### Task description
Each line in the entries below that holds the string "spot" is to be listed.
════
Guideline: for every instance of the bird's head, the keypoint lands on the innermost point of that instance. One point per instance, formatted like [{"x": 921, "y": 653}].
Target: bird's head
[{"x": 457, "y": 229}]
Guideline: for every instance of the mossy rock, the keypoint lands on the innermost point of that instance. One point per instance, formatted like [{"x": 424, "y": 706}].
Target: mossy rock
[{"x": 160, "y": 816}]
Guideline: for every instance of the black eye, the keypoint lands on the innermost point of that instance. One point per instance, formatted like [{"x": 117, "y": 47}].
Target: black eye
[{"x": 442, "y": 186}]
════
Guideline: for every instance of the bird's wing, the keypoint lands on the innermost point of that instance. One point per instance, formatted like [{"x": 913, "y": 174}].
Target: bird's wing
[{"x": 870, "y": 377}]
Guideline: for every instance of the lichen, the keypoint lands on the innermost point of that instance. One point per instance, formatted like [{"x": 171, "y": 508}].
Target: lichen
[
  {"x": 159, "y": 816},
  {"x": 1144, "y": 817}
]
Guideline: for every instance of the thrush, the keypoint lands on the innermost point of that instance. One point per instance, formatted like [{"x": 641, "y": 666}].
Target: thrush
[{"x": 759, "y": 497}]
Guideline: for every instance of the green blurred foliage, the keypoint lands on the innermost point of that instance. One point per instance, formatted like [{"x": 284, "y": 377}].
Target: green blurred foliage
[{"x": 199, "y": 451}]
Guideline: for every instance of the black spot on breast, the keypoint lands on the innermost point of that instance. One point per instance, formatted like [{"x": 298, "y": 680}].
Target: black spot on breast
════
### Answer to this problem
Guideline: for every instance of the black spot on breast, the keypoint lands on the innermost point of that instance. One point per instance, formatted like [{"x": 298, "y": 680}].
Target: black spot on breast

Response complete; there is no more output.